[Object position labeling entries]
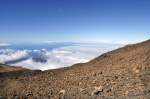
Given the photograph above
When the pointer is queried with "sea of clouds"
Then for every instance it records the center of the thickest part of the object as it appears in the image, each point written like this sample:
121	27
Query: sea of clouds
63	56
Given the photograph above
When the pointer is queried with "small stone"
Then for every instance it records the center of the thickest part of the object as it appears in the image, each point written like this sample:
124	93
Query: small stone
62	91
97	90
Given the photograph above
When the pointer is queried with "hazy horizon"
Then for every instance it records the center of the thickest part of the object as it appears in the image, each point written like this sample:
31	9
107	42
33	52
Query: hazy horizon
113	21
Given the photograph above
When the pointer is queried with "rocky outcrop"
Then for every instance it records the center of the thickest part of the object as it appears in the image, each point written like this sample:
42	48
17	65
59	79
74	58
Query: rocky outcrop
122	73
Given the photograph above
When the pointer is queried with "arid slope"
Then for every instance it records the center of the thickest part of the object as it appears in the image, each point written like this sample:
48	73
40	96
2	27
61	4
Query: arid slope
122	73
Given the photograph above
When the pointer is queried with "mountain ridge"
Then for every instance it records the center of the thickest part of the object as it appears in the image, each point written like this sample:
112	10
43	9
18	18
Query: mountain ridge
121	73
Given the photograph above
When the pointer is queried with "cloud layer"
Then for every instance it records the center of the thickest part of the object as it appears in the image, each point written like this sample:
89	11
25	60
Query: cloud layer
44	59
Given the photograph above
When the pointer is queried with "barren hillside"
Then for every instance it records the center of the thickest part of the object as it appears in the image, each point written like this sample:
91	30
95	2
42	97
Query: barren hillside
122	73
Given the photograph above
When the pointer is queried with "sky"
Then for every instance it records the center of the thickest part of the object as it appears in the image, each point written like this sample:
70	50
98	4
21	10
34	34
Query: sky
113	21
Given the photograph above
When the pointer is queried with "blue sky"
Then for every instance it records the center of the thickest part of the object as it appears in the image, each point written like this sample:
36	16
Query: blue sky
74	20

Required work - Write out the data precisely as given, excluding the pictures.

Finished answer -
Given the photograph above
When the pointer is queried with "sea of clouds"
Then for every instance it records the center of the thickest part of the object as it appears in the image, each point written like this sample:
121	27
Query: sea of clouds
63	56
Given the photograph above
When the pointer is queried with "small stone"
Then for every instance it records the center of the thickest part of the object as it appears in the image, each point written like this sample:
124	93
Query: small stone
62	91
97	90
Given the photograph above
When the pointer is queried with "hazy horizon"
Then for every instance it records the center of the thickest part of the object as it appears in the image, each point written like this sample:
31	9
107	42
33	52
Query: hazy horizon
113	21
Given the photograph above
When the pointer is queried with "rocky outcrop"
Then for every instance it records the center of the thickest part of the object as it appears in the image, each point written like this sample:
42	48
17	65
59	79
74	58
Query: rocky outcrop
122	73
Given the photograph above
When the pointer is queried with "arid slope"
Then for every instance it records the center of the thickest part of the object as it appears in the image, each point written like this sample:
48	73
40	96
2	27
61	4
Query: arid slope
122	73
Given the photograph above
When the pointer is queried with "mountain ridge"
Then for every instance it records the center of the thickest part of the object as it appears in the image, each point written like this sample:
112	10
43	9
18	18
Query: mountain ridge
121	73
Given the photograph above
When the pointer is queried with "cloud layer"
Then for every instance it records the center of the thickest part of the object as it appears in the image, each point written like this sample:
89	11
25	60
Query: cloud layer
44	59
Given the photograph above
When the pointer is queried with "barren hillside"
Then for every instance it records the center of the thickest part of the object as it appears in the image, each point written like this sample:
91	30
95	2
42	97
Query: barren hillside
122	73
Given the photograph above
When the pointer is queried with "sky"
Then for every instance it records the center of the thickest part of the object as it appears in the image, each point written like this sample:
70	50
98	4
21	10
34	34
Query: sky
113	21
Given the photograph above
When the pointer is queried with "blue sky"
Then for every instance it records the center of the thickest part of the object as it appears in the image, each point written like this sample:
36	16
Query: blue sky
74	20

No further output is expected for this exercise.